* Start PASSAGE TO READ *
The ancestors of the British Shorthair were brought to Northern Europe by Roman soldiers almost two thousands years ago. Their origins are humble enough, as street cats that bred freely with no attempt to control their bloodlines or appearance. However, during the last quarter of the 19th century, British Shorthairs suddenly appeared in great numbers at various cat shows in London. Since then they have increased in popularity to become one of the most sought after breeds, both in Europe and the rest of the world.
The Development of the British Shorthair
When longhaired cats first appeared at cat shows in England after World War II, they attracted a great deal of interest mostly because they were quite different from the norm. In the early 1900s, longhaired cats outnumbered shorthaired cats at shows by at least four-to-one. Shorthaired cats of any breed were hardly valued in England, and it seemed that the British Shorthair was the victim of neglect and ignorance as it dwindled in popularity. And things only got worse for the British Shorthair in the aftermath of both World War I and World War II.
Cat fancy, in general, suffered in England after World War II. The British Shorthair itself became almost extinct as it was ignored by most of the population of Europe. Breeders had difficulty finding suitable studs, and were reduced to outcrossing in order to maintain the breed. British Shorthairs were crossed to Persians to maintain eye color, type, and coat texture. Most cat associations refused to recognize the breed at all due to the outcrossing that was occurring.
* End PASSAGE TO READ *
* Start ENTRIES PROVIDED *
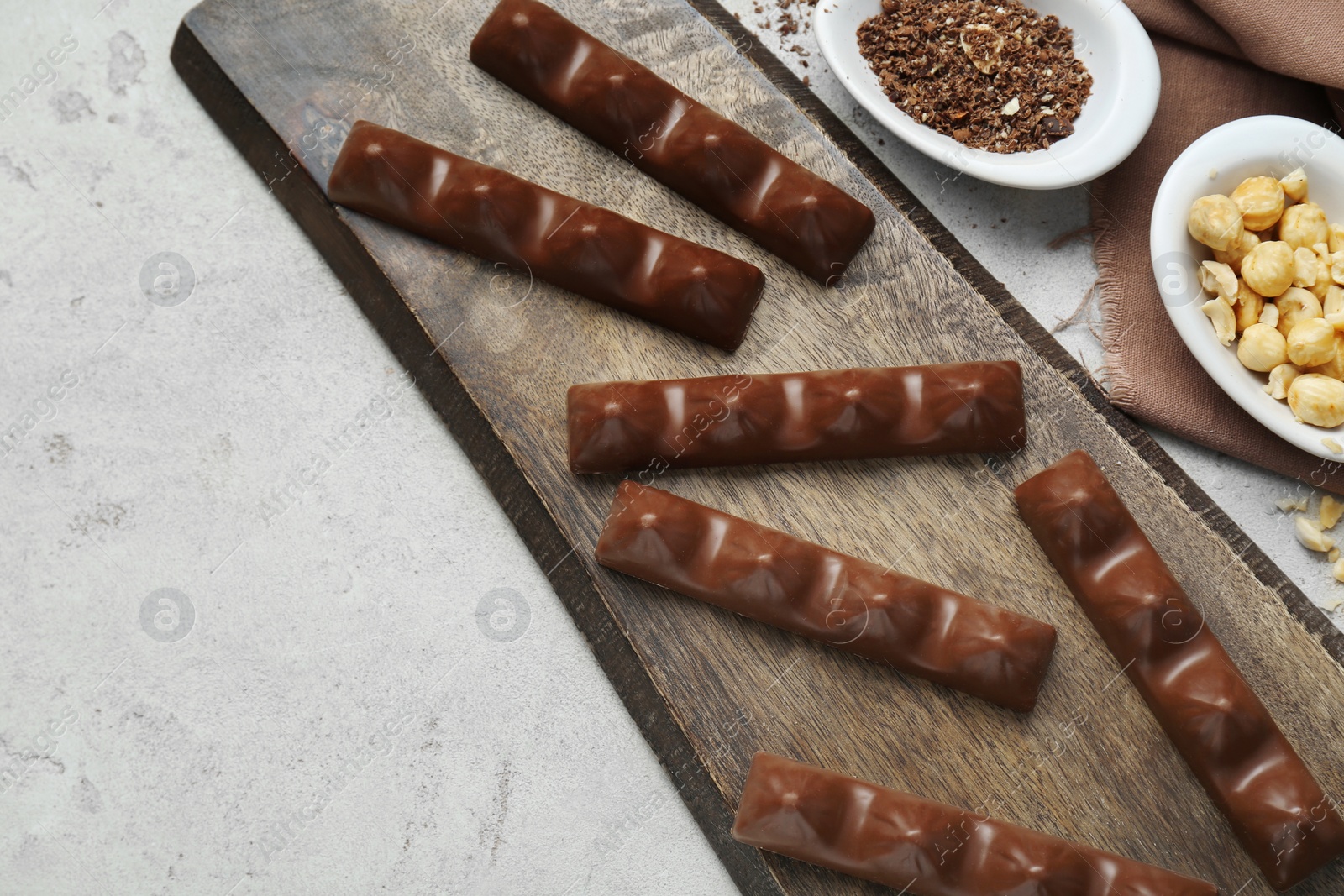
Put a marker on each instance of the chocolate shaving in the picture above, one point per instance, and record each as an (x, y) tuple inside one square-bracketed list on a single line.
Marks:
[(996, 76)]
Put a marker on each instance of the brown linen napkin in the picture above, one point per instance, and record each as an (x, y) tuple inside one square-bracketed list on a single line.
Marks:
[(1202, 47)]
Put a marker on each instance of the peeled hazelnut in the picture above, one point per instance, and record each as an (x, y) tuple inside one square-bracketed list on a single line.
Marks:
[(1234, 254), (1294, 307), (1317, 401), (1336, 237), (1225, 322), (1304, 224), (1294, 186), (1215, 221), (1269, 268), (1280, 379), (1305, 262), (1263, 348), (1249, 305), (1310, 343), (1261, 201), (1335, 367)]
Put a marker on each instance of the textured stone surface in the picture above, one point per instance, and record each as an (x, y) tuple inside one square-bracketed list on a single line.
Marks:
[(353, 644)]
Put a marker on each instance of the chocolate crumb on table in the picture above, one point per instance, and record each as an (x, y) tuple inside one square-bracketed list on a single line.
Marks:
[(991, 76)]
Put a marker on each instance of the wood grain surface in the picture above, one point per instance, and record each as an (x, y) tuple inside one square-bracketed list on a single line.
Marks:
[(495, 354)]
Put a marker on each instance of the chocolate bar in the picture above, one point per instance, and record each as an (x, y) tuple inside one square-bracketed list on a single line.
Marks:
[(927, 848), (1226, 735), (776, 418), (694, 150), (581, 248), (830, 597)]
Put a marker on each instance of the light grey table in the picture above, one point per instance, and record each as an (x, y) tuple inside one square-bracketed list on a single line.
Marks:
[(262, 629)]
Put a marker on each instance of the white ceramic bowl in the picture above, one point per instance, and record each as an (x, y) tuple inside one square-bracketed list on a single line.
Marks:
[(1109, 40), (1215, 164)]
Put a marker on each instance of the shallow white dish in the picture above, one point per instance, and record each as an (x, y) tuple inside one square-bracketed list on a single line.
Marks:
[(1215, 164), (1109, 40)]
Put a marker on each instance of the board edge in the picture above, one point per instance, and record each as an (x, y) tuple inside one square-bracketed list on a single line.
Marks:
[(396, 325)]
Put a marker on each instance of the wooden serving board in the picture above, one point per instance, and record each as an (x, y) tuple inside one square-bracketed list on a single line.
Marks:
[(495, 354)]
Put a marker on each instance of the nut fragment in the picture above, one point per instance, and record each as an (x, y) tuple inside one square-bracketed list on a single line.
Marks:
* End ENTRIES PROVIDED *
**TASKS:**
[1] In the British Shorthair passage, please rewrite the part between "The ancestors of" and "of the world.", inclusive, substituting "Celtic traders" for "Roman soldiers".
[2] According to the British Shorthair passage, which cats were British Shorthairs crossed with to maintain eye color, type, and coat texture?
[3] Translate this sentence from the British Shorthair passage into Spanish: "Breeders had difficulty finding suitable studs, and were reduced to outcrossing in order to maintain the breed."

**EXPECTED RESULTS:**
[1]
The ancestors of the British Shorthair were brought to Northern Europe by Celtic traders almost two thousands years ago. Their origins are humble enough, as street cats that bred freely with no attempt to control their bloodlines or appearance. However, during the last quarter of the 19th century, British Shorthairs suddenly appeared in great numbers at various cat shows in London. Since then they have increased in popularity to become one of the most sought after breeds, both in Europe and the rest of the world.

[2] Persians

[3] Los criadores tenían dificultades para encontrar sementales adecuados y se vieron obligados a recurrir al cruce con otras razas para mantener la raza.